GOAL OF THE EXERCISE
Below is a block of records: output all of them exactly and leave out the pictures.

· · · · · · ·

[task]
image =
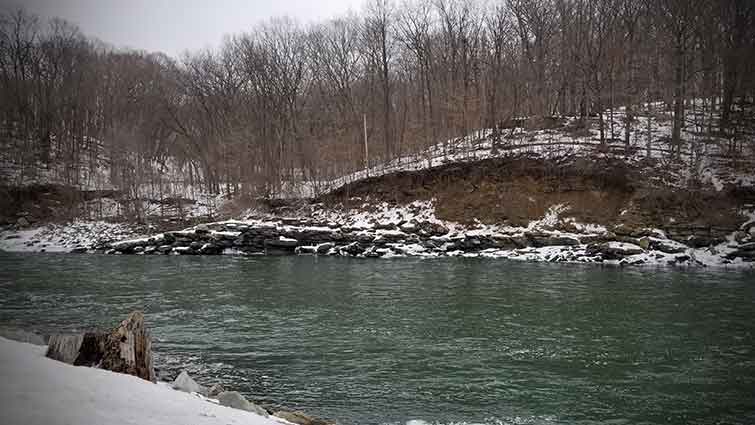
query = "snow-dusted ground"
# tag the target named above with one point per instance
(36, 390)
(78, 235)
(703, 156)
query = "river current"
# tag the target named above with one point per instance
(425, 340)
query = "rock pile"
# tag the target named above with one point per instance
(417, 237)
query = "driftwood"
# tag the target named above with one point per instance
(126, 349)
(129, 349)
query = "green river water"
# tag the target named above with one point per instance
(441, 341)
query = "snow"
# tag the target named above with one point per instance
(40, 391)
(64, 238)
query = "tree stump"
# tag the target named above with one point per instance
(128, 349)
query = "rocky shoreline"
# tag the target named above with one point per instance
(413, 231)
(126, 349)
(387, 231)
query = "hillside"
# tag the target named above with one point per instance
(541, 189)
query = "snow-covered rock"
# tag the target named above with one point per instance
(185, 383)
(237, 401)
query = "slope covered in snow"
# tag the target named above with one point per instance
(36, 390)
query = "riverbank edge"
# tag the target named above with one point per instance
(41, 390)
(412, 230)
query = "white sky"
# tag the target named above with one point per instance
(172, 26)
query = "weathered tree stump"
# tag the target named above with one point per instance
(126, 349)
(129, 349)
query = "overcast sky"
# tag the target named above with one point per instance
(172, 26)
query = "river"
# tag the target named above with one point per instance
(436, 340)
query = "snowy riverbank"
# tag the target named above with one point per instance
(384, 231)
(38, 390)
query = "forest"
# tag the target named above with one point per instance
(289, 102)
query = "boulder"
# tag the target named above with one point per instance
(668, 246)
(323, 248)
(64, 348)
(237, 401)
(215, 390)
(306, 249)
(22, 336)
(184, 383)
(614, 250)
(300, 418)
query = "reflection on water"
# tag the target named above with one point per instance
(440, 341)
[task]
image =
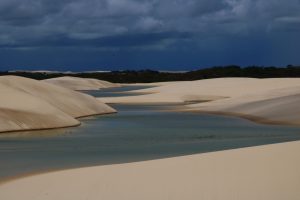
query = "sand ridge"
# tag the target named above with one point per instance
(274, 100)
(28, 104)
(76, 83)
(269, 172)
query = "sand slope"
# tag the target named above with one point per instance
(29, 104)
(262, 173)
(266, 100)
(75, 83)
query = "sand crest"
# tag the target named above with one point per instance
(271, 100)
(75, 83)
(29, 104)
(268, 172)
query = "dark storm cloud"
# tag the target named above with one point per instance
(199, 25)
(79, 20)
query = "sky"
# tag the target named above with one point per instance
(84, 35)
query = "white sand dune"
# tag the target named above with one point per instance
(75, 83)
(272, 100)
(268, 172)
(28, 104)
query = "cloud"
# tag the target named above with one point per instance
(30, 20)
(192, 26)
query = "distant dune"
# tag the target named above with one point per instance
(75, 83)
(28, 104)
(273, 100)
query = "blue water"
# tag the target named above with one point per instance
(136, 132)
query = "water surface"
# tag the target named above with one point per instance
(136, 132)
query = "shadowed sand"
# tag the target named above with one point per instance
(28, 104)
(268, 172)
(272, 100)
(75, 83)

· · · · · · ·

PROBLEM SOLUTION
[task]
image =
query = "snow-dusted ground"
# tag the target named above with one point per instance
(36, 390)
(78, 235)
(703, 156)
query = "river current"
# tag the target named above with one point per instance
(425, 340)
query = "rock pile"
# tag the target named above with one point per instance
(417, 237)
query = "driftwood"
# tag the target named above with one point per instance
(126, 349)
(129, 349)
query = "green river water"
# tag the target named above with one point per instance
(441, 341)
query = "snow"
# tag the target named above with one point per instance
(40, 391)
(64, 238)
query = "tree stump"
# tag the target named above with one point per instance
(128, 349)
query = "rocky shoreline"
# tag the target named above with one point per instance
(413, 231)
(126, 349)
(387, 231)
query = "hillside"
# tag the target named above with one point per instance
(541, 189)
query = "snow-covered rock"
# tag the target named above with one point per instance
(185, 383)
(237, 401)
query = "slope covered in snow"
# tag the target named above with one point per instance
(36, 390)
query = "riverbank edge"
# tag the target named above with one point per instance
(41, 390)
(412, 230)
query = "white sky"
# tag the target named above with one point per instance
(172, 26)
query = "weathered tree stump"
# tag the target named above with one point per instance
(126, 349)
(129, 349)
query = "overcast sky"
# tag the target named above with one point per instance
(172, 26)
query = "river"
# tag the target named above with one point per instance
(436, 340)
query = "snowy riverbank"
# tag the target named above with one point per instance
(384, 231)
(38, 390)
query = "forest"
# tag the target named above with one point per instance
(289, 102)
query = "boulder"
# tag the target named above with one point per instance
(668, 246)
(323, 248)
(64, 348)
(237, 401)
(215, 390)
(306, 249)
(22, 336)
(184, 383)
(614, 250)
(300, 418)
query = "reflection on water"
# tag the target named above with one point per instance
(440, 341)
[task]
image =
query = "sand ridge"
# tag the target named above with one point per instance
(274, 100)
(28, 104)
(76, 83)
(269, 172)
query = "sand slope"
# tag the target named above with one point per instance
(29, 104)
(262, 173)
(266, 100)
(75, 83)
query = "sand crest"
# tag the target named above with one point per instance
(271, 100)
(75, 83)
(29, 104)
(268, 172)
query = "dark storm cloud"
# tag the target named above with one point per instance
(199, 25)
(79, 20)
query = "sky"
# tag the target named above with one point per instance
(84, 35)
query = "white sand dune"
# tag the target named above with one point per instance
(75, 83)
(272, 100)
(268, 172)
(28, 104)
query = "cloud"
# tag the target named above with one point per instance
(30, 20)
(192, 26)
query = "distant dune"
# tag the target named above with one point per instance
(75, 83)
(28, 104)
(273, 100)
query = "blue water"
# tag the target named above with one point per instance
(136, 132)
query = "water surface"
# tag the target named above with one point per instance
(136, 132)
query = "shadowed sand"
# tag the target named above with one point per instance
(28, 104)
(268, 172)
(272, 100)
(75, 83)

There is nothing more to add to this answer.